(Written exercise 1):
Answer these from the post on parallel processing in Python, one line per answer:
(a) What CPU usage does the task manager show while only one of the four cores is in use?
(b) How long did multiplying the four 400 x 400 matrices take when run serially?
(c) For how many seconds does the code sleep between the serial and parallel runs?
(Written exercise 2):
Name every module that the code in the post on parallel processing in Python imports.
(Written exercise 3):
Transcribe the post on parallel processing in Python from "Parallel processing in" up to and including "want them computing!".

======== Selected extract ========

Parallel processing in python

I’m all about efficiency, and I’ve been excited to learn more about parallel processing. I really like seeing my cpu using all four cores at 100%. I paid for all those cores, and I want them computing!

If I have some calculations running in python it’s mildly annoying to check on task manager (in windows – ctrl-shift-esc, click on the “performance” tab), and see my cpu usage at 25%. Only one core of the four cores are being used. The reasons for this are somewhat complex, but this is python so there are a number of modules that make it easy to parallelize operations (post on similar code in R).

Do I have one hard working core, and three lazy ones?

To start learning how to parallelize calculations in python I used parallel python. To test the speed up gained by using parallel processing I wrote an inefficient matrix multiplication function using for loops (code below). Using numpy’s matrix class would be much better here, but numpy operations can do some parallelization on their own. Generating four 400 x 400 matrices and multiplying them by themselves took 76.2 s when run serially, and 21.8 s when distributed across the four cores, almost matching a full four-fold speedup. Also, I see I’m getting the full value from the four cores I paid for:

Using all the cpus to speed up the calculation.

This trivial sort of parallelization is ideal for speeding up simulations, since each simulation is independent of the others.

import pp
import time
import random

def randprod(n):
    """Waste time by inefficiently multiplying an n x n matrix"""
    random.seed(0)
    n = int(n)
    # Generate an n x n matrix of random numbers
    X = [[random.random() for _ in range(n)] for _ in range(n)]
    Y = [[None]*n]*n
    for i in range(n):
        for j in range(n):
            Y[i][j] = sum([X[i][k]*X[k][j] for k in range(n)])
    return Y

if __name__ == "__main__":
    test_n = [400]*4
    # Do 4 serial calculations:
    start_time = time.time()
    series_sums = [randprod(n) for n in test_n]
    elapsed = (time.time() - start_time)
    print "Time for serial processing: %.1f" % elapsed + " s"

    time.sleep(10) # provide a break in windows CPU usage graph    

    # Do the same 4 calculations in parallel, using parallel python
    par_start_time = time.time()
    n_cpus = 4
    job_server = pp.Server(n_cpus)
    jobs = [job_server.submit(randprod, (n,), (), ("random",)) for n in test_n]
    par_sums = [job() for job in jobs]
    par_elapsed = (time.time() - par_start_time)
    print "Time for parallel processing: %.1f" % par_elapsed + " s"

    print par_sums == series_sums

======== Data ========

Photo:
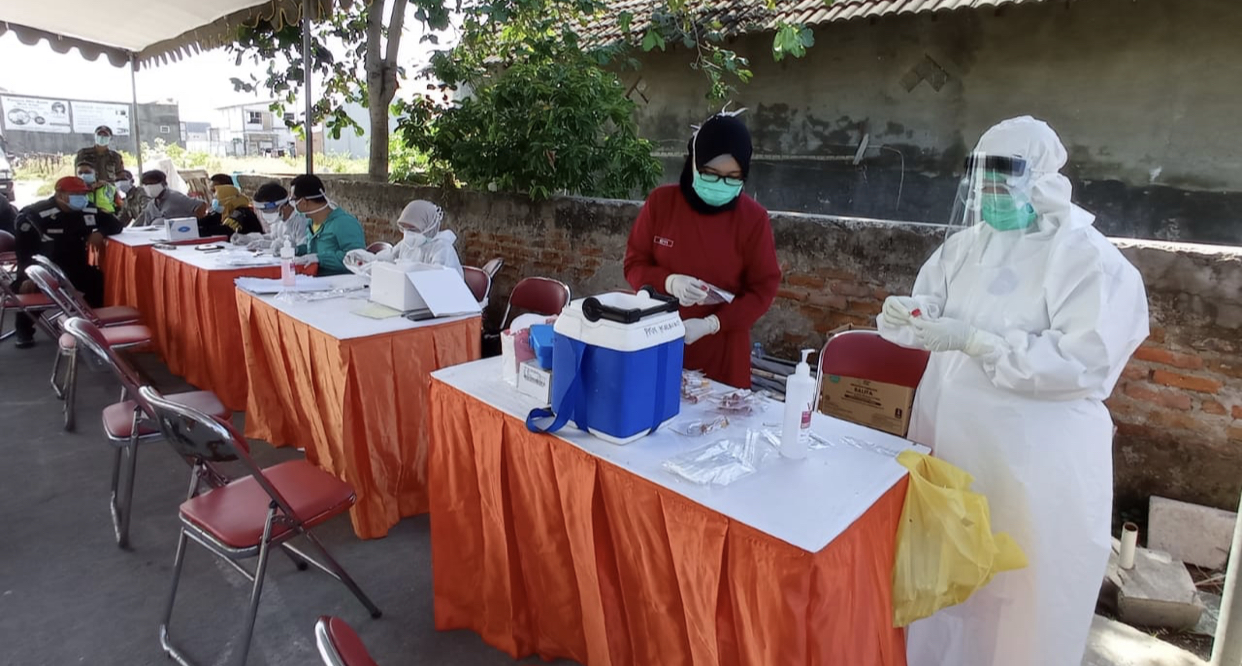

========

(Full solution 1):
(a) 25%
(b) 76.2 s
(c) 10 seconds

(Full solution 2):
pp, time, random

(Full solution 3):
Parallel processing in python

I’m all about efficiency, and I’ve been excited to learn more about parallel processing. I really like seeing my cpu using all four cores at 100%. I paid for all those cores, and I want them computing!